Reading passage |
━━━━
1- Build the PDG for the chosen loop.

2- Choose the suitable dependency edge for speculation.

3- Remove the selected edge from the PDG.

4- Transform the loop using DSWP.

5- The code that is responsible for detecting misspeculation has to be inserted.

6- The misspeculation recovery code needs to be inserted.

It is started by temporarily speculating all the highly anticipated dependencies that will exist in the loop body. Then after a heuristic partition of these instructions among threads,
the dependencies that are thread local, are removed from the speculation set and the only ones that are kept are cross-thread dependencies, especially those that happen between the later and earlier threads. These cross-thread dependencies are the only ones that need to speculate to guarantee that there are no cyclic communications between threads. Threads created by SpecDSWP will check the architecture state and when misspeculation is discovered several actions need to be taken. First, the recovery waits until the threads that started before misspeculation finish their work and second the speculative state needs to be removed and exchanged with a non speculative one. Third the misspeculation thread needs to be re-executed and finally, after that the speculative execution can start. Although the performance of SpecDSWP without misspeculation will be equal to that of DSWP, it will be degraded in the presence of poor partitioning, a large amount of communication and a high rate of misspeculation.
━━━━
Work to do |
1. According to the SpecDSWP passage, which dependencies stay in the speculation set after the heuristic partition of instructions among threads?
2. Write a few more sentences that carry the SpecDSWP passage forward from its final sentence.
The material after this passage comes from another source.

Material |
━━━━
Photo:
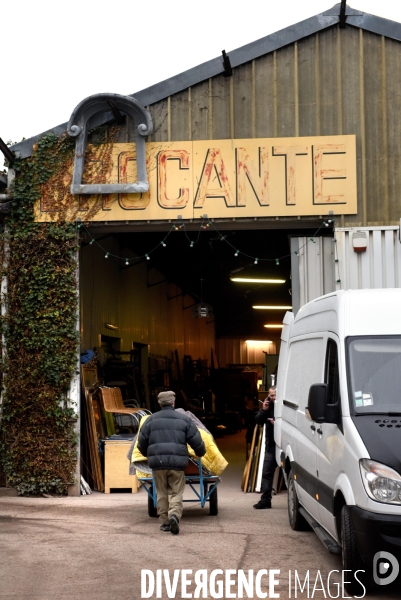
━━━━
In response |
1. Only the cross-thread dependencies, especially those that happen between the later and earlier threads.

2.
Raman et al. (2008) introduced a new technique called the parallel stage decoupled software pipeline (PS-DSWP), which is a combined of DSWP and DOALL. The reason for this combination is that the slowest stage of DSWP limits the speed of this technique and this method exploits the ability to execute some stages of DSWP using DOALL as illustrated in figure 3-28. That is, PS-DSWP enables such a concurrent execution by replicating the strong connected components (SCCs) that form the entire inner loop which has high iteration counts and hence, can take a long time to execute. That is, multiple threads concurrently execute the SCCs that represent this code and replicating this stage leads to having many copies of the same code being executed for different data. However, this replication is only possible if there is no dependency between the inner and outer loops. Figure 3-29 shows the execution schedule of the loop in figure 3-28 (Raman et al., 2008). For performance reasons, Raman et al. used dedicated inter-core communication hardware (Synchronization Array) to communicate between threads. A special queue-based register is added to each processor core so as to get the physical queue number, by adding the value in this register to the virtual queue number in the producer/consumer instructions.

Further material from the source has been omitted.